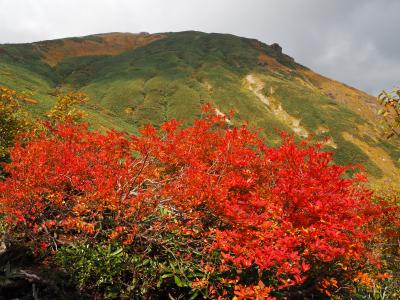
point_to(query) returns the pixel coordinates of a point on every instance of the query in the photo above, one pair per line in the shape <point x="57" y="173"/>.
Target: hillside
<point x="134" y="79"/>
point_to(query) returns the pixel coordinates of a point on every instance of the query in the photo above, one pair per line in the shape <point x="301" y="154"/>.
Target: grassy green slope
<point x="173" y="76"/>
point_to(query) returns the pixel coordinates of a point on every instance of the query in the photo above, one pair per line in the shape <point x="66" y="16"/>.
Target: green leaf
<point x="178" y="281"/>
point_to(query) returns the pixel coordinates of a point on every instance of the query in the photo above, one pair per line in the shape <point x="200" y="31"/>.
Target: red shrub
<point x="287" y="209"/>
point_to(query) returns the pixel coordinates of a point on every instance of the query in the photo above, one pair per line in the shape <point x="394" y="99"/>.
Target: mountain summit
<point x="134" y="79"/>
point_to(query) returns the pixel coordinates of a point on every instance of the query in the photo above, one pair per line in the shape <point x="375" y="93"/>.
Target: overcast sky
<point x="353" y="41"/>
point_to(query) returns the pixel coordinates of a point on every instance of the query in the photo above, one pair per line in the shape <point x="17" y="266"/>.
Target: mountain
<point x="134" y="79"/>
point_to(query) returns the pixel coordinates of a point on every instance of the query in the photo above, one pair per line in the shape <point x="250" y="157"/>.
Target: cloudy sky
<point x="353" y="41"/>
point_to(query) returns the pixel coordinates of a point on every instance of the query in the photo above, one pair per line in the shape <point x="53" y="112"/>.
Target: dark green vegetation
<point x="172" y="76"/>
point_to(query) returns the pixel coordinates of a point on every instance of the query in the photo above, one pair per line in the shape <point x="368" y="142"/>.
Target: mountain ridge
<point x="135" y="79"/>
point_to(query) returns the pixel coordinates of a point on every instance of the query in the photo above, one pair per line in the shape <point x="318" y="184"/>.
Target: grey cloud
<point x="355" y="41"/>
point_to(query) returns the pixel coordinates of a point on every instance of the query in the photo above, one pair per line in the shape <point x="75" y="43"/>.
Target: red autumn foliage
<point x="286" y="209"/>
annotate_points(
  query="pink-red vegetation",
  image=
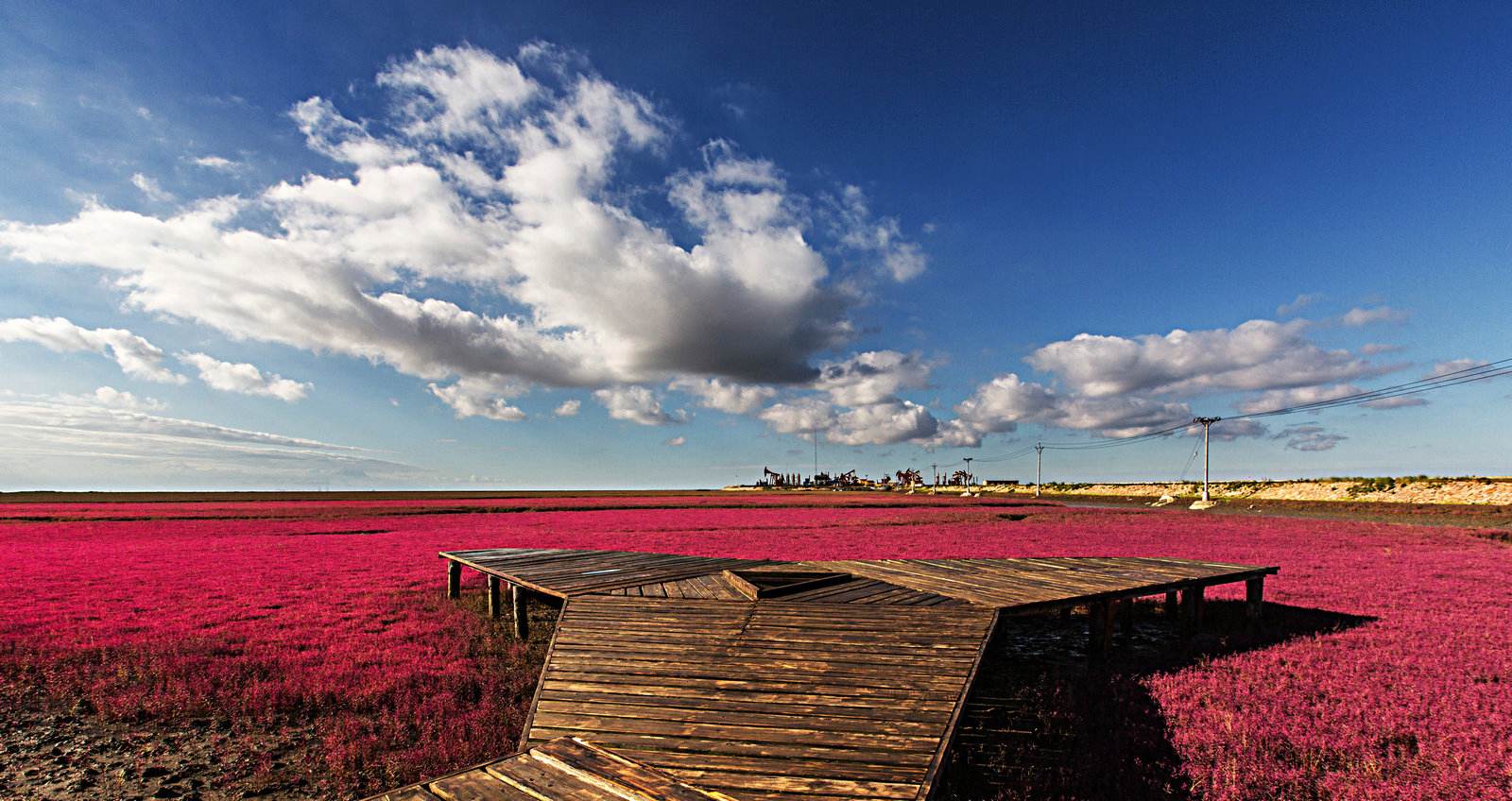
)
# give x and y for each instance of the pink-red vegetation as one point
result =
(329, 614)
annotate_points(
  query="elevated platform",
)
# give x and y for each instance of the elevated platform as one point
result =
(764, 680)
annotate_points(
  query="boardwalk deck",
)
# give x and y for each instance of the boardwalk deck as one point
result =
(794, 680)
(764, 700)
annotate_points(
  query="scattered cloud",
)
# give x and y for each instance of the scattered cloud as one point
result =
(805, 416)
(1396, 402)
(1254, 355)
(150, 188)
(244, 378)
(481, 398)
(1227, 431)
(1453, 366)
(136, 357)
(884, 423)
(507, 181)
(1277, 400)
(637, 405)
(117, 400)
(218, 162)
(103, 442)
(1363, 316)
(1302, 301)
(873, 377)
(728, 397)
(1310, 438)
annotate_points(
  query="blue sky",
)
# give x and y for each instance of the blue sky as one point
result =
(576, 246)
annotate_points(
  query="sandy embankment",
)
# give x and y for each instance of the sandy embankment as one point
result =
(1479, 490)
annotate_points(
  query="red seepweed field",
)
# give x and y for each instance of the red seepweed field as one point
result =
(307, 649)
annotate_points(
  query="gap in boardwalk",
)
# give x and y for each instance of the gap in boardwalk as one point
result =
(1043, 723)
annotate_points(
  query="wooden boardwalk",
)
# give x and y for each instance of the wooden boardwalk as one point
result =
(770, 680)
(561, 770)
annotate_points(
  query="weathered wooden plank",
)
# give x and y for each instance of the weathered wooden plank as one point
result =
(475, 786)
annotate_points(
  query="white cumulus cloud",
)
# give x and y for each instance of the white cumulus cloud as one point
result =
(244, 378)
(136, 357)
(503, 180)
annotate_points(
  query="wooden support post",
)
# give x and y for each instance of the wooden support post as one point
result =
(454, 579)
(1100, 629)
(522, 624)
(1191, 611)
(495, 608)
(1254, 599)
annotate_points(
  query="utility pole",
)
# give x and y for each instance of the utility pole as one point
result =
(816, 455)
(1040, 463)
(1207, 425)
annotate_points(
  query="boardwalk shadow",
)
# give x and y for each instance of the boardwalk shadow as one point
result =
(1043, 724)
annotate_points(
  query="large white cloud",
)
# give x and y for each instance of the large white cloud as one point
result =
(874, 377)
(503, 178)
(136, 357)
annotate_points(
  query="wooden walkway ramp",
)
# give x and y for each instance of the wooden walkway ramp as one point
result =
(764, 680)
(561, 770)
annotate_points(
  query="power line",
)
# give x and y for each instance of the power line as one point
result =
(1467, 375)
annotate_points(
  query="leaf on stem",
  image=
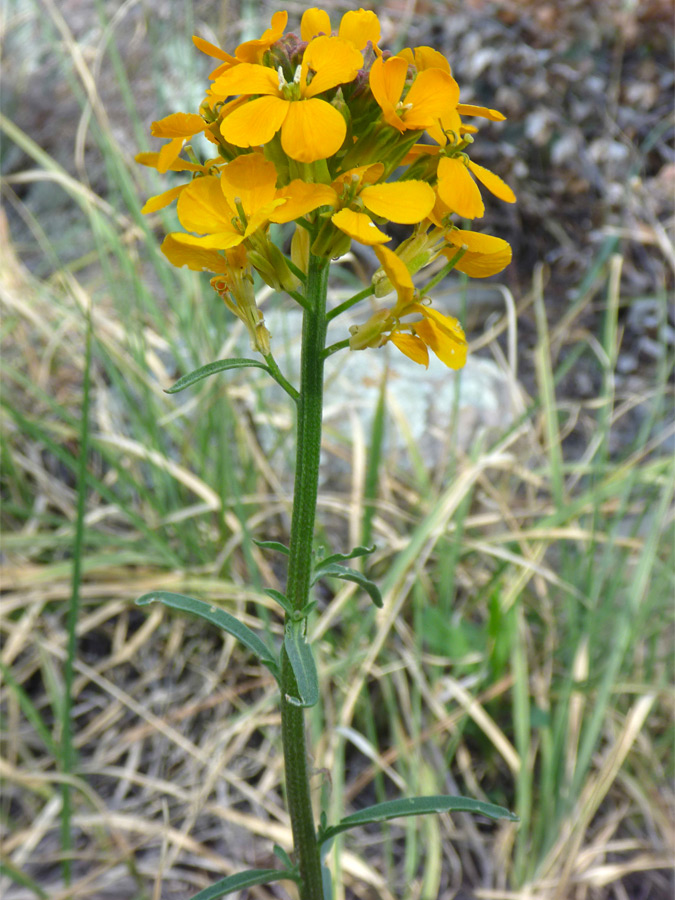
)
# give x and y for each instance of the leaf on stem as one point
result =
(303, 665)
(272, 545)
(217, 617)
(249, 878)
(343, 557)
(281, 599)
(333, 570)
(415, 806)
(220, 365)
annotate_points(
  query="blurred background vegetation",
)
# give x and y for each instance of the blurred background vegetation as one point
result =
(522, 510)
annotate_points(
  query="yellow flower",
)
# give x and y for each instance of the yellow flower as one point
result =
(459, 192)
(357, 27)
(178, 127)
(159, 201)
(403, 202)
(433, 93)
(484, 254)
(442, 334)
(228, 209)
(311, 128)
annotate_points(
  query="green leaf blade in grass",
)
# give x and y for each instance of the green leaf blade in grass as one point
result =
(333, 570)
(303, 665)
(249, 878)
(217, 617)
(416, 806)
(272, 545)
(343, 557)
(221, 365)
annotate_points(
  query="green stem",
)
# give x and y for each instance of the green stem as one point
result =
(309, 406)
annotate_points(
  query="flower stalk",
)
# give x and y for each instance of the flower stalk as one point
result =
(320, 132)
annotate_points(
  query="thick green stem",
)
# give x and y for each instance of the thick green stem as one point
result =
(309, 405)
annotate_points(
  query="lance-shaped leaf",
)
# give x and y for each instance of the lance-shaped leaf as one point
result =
(334, 570)
(343, 557)
(415, 806)
(272, 545)
(303, 665)
(217, 617)
(220, 365)
(249, 878)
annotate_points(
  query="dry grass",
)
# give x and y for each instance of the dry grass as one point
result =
(523, 654)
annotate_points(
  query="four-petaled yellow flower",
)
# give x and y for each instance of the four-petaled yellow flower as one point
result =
(433, 93)
(311, 128)
(226, 210)
(320, 130)
(442, 334)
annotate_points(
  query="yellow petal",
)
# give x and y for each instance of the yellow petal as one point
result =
(433, 94)
(180, 253)
(313, 129)
(397, 273)
(387, 80)
(178, 125)
(251, 179)
(301, 198)
(485, 254)
(252, 51)
(468, 109)
(246, 79)
(444, 335)
(457, 189)
(359, 27)
(159, 201)
(334, 60)
(220, 241)
(493, 182)
(412, 347)
(314, 22)
(203, 208)
(255, 122)
(360, 227)
(168, 154)
(405, 202)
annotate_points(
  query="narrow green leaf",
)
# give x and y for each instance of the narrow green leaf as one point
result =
(416, 806)
(217, 617)
(303, 665)
(273, 545)
(220, 365)
(249, 878)
(283, 857)
(342, 557)
(334, 570)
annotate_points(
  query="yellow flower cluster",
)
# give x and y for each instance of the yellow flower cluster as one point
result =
(329, 132)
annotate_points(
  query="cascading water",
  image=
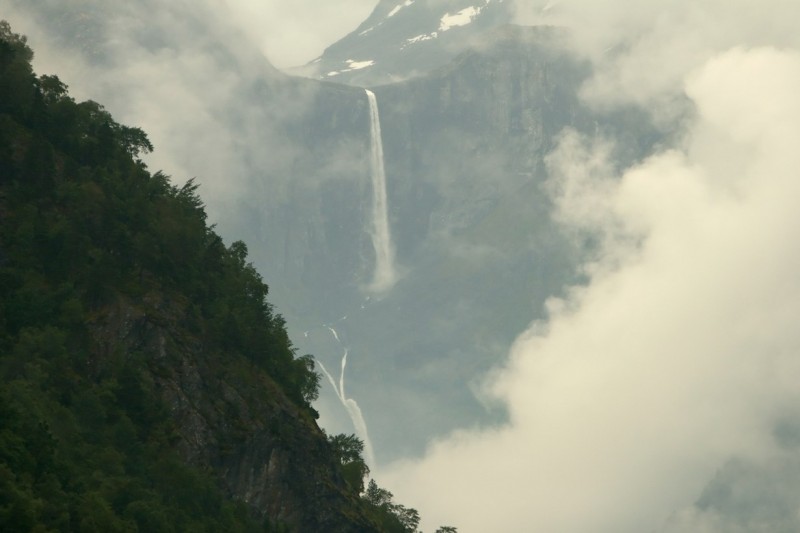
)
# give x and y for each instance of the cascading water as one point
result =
(350, 405)
(385, 275)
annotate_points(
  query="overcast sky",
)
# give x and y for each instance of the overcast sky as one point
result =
(293, 32)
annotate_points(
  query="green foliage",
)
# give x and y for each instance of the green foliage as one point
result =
(348, 449)
(391, 516)
(86, 443)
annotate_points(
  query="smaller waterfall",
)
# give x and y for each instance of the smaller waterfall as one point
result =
(385, 275)
(350, 405)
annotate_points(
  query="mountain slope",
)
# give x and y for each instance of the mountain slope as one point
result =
(147, 383)
(403, 38)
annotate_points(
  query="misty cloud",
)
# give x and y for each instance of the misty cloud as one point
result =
(681, 353)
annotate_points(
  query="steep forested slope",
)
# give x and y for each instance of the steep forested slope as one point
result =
(147, 384)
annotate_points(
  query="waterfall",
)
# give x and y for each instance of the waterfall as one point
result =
(351, 406)
(384, 276)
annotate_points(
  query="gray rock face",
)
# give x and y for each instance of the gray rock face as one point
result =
(235, 421)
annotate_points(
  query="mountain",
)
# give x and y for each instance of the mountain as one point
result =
(148, 385)
(401, 39)
(284, 163)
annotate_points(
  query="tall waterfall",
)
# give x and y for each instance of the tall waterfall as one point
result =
(385, 275)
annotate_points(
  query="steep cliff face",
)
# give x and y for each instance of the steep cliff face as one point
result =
(232, 419)
(147, 382)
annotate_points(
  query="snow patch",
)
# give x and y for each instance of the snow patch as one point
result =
(420, 38)
(397, 8)
(352, 65)
(358, 65)
(462, 18)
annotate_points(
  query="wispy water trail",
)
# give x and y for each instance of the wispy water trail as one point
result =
(350, 405)
(385, 276)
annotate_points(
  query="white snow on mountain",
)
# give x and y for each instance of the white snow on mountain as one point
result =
(351, 66)
(462, 18)
(394, 11)
(420, 38)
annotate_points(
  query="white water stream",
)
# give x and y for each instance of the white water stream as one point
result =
(385, 276)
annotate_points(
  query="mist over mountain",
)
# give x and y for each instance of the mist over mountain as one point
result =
(578, 195)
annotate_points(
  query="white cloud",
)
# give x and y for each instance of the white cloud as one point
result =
(292, 33)
(680, 353)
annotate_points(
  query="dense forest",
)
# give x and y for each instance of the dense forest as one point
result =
(145, 376)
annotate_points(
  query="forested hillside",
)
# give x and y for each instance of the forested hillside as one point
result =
(147, 383)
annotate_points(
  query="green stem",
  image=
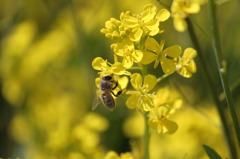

____

**Exercise brief**. Pick out every line above that contains the word "blurred", matching its capitalization exactly, and copy each of those lines in full.

**Result of the task**.
  query="blurred background vegetation",
# give x and y for each instance of the blurred background vegetation as one point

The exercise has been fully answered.